-- PROVIDED ENTRIES follows --
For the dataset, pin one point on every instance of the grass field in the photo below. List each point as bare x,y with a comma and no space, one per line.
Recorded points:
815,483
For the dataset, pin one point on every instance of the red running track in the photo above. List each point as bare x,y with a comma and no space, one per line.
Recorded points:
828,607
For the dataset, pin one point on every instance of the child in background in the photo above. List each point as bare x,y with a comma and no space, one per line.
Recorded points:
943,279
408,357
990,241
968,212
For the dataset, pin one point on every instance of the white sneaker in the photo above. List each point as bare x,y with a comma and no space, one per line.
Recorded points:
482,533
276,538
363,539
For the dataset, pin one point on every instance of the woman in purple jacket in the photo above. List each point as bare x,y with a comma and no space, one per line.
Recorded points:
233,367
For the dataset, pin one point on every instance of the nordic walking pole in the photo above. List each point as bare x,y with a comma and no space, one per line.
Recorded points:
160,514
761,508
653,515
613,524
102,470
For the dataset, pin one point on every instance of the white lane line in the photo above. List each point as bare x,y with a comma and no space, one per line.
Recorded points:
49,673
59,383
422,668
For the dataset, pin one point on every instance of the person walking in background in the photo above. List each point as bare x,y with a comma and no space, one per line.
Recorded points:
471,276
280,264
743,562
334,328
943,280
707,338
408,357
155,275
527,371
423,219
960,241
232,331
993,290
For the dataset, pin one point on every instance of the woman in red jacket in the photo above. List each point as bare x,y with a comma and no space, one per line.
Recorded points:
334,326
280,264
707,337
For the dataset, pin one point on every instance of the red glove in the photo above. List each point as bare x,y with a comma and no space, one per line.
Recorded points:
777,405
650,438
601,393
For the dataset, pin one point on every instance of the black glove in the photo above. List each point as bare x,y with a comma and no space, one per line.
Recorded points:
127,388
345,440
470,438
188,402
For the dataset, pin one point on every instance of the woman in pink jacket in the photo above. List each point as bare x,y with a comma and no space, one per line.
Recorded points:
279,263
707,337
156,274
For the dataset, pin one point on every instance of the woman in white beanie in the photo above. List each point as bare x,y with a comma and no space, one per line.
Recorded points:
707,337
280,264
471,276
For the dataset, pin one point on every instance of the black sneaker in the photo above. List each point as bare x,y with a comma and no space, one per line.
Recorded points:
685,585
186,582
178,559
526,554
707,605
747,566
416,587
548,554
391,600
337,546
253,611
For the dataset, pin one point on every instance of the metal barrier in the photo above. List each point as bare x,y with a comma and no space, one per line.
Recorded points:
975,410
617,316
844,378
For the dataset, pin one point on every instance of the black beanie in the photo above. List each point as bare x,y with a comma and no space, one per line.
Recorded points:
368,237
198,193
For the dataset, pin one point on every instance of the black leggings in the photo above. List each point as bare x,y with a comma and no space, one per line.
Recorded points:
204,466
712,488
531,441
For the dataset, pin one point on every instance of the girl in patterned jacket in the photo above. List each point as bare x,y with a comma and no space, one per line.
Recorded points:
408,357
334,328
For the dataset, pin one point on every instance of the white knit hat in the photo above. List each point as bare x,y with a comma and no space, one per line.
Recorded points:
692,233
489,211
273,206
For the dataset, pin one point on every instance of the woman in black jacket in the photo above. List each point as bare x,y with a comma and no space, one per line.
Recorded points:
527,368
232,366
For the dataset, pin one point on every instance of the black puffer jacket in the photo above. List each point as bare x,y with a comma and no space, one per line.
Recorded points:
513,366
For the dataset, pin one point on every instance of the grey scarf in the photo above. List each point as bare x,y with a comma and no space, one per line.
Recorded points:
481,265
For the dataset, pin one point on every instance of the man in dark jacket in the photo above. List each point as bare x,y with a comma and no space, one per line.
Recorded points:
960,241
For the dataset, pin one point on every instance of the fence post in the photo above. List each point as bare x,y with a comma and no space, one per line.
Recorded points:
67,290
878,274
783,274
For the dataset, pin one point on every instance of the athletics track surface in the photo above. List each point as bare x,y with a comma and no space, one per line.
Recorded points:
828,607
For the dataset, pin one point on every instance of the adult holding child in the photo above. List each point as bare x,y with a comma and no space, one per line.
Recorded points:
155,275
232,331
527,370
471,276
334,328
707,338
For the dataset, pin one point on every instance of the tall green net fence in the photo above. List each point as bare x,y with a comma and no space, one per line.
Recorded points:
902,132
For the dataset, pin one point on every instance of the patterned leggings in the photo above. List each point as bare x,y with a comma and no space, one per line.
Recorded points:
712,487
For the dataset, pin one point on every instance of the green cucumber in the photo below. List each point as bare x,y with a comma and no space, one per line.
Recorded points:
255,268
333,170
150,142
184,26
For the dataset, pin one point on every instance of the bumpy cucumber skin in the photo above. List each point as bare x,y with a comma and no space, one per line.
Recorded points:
-- PROVIDED ENTRIES concluded --
→ **TASK INSTRUCTIONS**
Make an exact transcription of all the records.

→ **YOUR RESPONSE**
For the dataset, pin one point on every instance of the grass field in the photo below. List each point as bare x,y with a comma and no space, one per line.
Recorded points:
815,483
For the dataset, pin one point on every instance of the red running track in the photo above. List each point as bare x,y with a comma and no space, one per line.
Recorded points:
828,607
For the dataset, pin one point on every instance of the child in background in the photo above. List each point as bare x,y with a comma and no space, one per line.
Recorded points:
943,279
408,357
990,241
968,212
For the dataset, pin one point on every instance of the white sneaker in the photo above. List each point as bare x,y with a comma and no space, one per line.
Recorded points:
482,533
276,538
363,539
For the dataset, pin one point on every instance of the woman in purple jacket in the photo above. List each point as bare x,y with a comma and no space, one per line.
Recorded points:
233,367
For the dataset, pin one point on every instance of the nordic walking pole in the photo above. List each point as bare x,y with a comma and no space, one per line.
Recorded points:
160,514
761,508
653,515
613,524
102,470
For the dataset, pin one point on every instance of the white lane line in the photo above. List each point as bare x,y with a comma and no space, one per line.
Recorded points:
49,673
59,383
422,668
For the dataset, pin one point on every instance of the person walking in background in the photo above. List each point as bare x,y with a comma and no space, one per line.
Recorded points:
471,276
280,264
743,562
334,328
943,280
707,338
408,357
155,275
527,371
423,219
960,241
232,331
993,290
For the dataset, pin one point on every instance of the woman in red jacket in the photo above. List each point as bare x,y with a comma and no space, one per line.
Recorded points:
334,326
280,264
707,337
For the dataset, pin one point on every instance of the red glove in the photo above. List each point as bare x,y with a comma and no space, one per line.
Recorded points:
777,405
650,438
601,393
For the dataset, pin one point on every instance of the black glove in the photo above. List each point as bare x,y with a comma and no space, one per line.
Recorded points:
127,388
345,440
470,438
188,402
For the dataset, pin one point on every instance of the woman in pink jacket in the photo above. List each point as bare x,y with a comma and no space, one per line.
Recorded points:
279,263
707,337
156,274
For the dataset, pin one point on every instance of the woman in white beanie in the photo above. List each point as bare x,y with a comma and no space, one per line.
Recorded points:
707,337
280,264
471,276
For the dataset, pin one point on every instance of the black sneaker in the photo above. List each point as bare x,y with a comma and no space, one per line.
Recorded points:
685,585
186,582
178,559
526,554
707,605
747,566
416,587
548,554
391,600
337,546
253,611
For the dataset, pin one point on every instance of the metal barrier in the photo above. List each point as bare x,y with a comma and no space, one per line.
Recorded points:
975,410
617,316
844,378
For the dataset, pin one point on every instance of the black beanie in the photo above. List each point as bare x,y with a comma and no space, one per line.
Recorded points:
368,237
198,193
For the dataset, pin one point on every instance of the black leggings in the photo above. List each point as bare x,y with a comma and no space, one per line.
Recorded points:
204,466
712,488
531,441
For the dataset, pin one point on every instance of the girl in patterned jacket in the photo above. List each point as bare x,y with a comma and no space, one per line.
Recorded points:
408,357
334,328
For the dataset, pin one point on every instance of the white knit hat in the photo above. List each point as bare x,y with a comma and no space, one per line.
Recorded points:
692,233
489,211
273,206
For the dataset, pin one point on every instance of the woman in black jacket in the photo above. List each point as bare x,y with a comma and no space, one per line.
Recorded points:
527,368
232,366
For the dataset, pin one point on every instance of the black puffer jacket in the photo above. List each point as bare x,y with a comma and no space, one per line.
Recorded points:
513,366
For the dataset, pin one point on every instance of the grey scarf in the photo above. List each point as bare x,y with a comma and no space, one per line.
Recorded points:
481,265
For the dataset, pin one point on every instance of the man in dark jacket in the photo above. List each point as bare x,y with a comma and no space, one per line.
Recorded points:
960,241
For the dataset, pin one point on every instance of the fence post in the photo above. List each point as bare x,y with a comma and no space, one per line.
Recorded points:
67,290
878,274
783,274
For the dataset, pin one point on every instance of the athletics track surface in the photo above. List each point as bare x,y with a comma and no space, one per line.
Recorded points:
828,607
For the dataset, pin one point on every instance of the adult holding child in the photo above. List each point as bare x,y with a comma and no space, one per line.
Recorded points:
155,275
232,331
527,370
471,276
334,328
707,338
For the dataset, pin one point on every instance of the tall green net fence in the photo above. List each point as bare x,y with a comma and no space, one per line.
Recorded points:
902,132
For the dataset, pin one point on every instance of the patterned leggings in the photo above. List each point as bare x,y with a comma and no space, one per line.
Recorded points:
712,487
For the dataset, pin one point on every instance of the green cucumber in the photo below. List each point as bare x,y with a comma and no space, one per line.
Recorded points:
255,268
333,170
150,142
184,26
For the dataset, pin one point on every instance of the bumpy cucumber skin in the photo above. List each point as bare x,y with a comma and no space, one per line.
Recorded points:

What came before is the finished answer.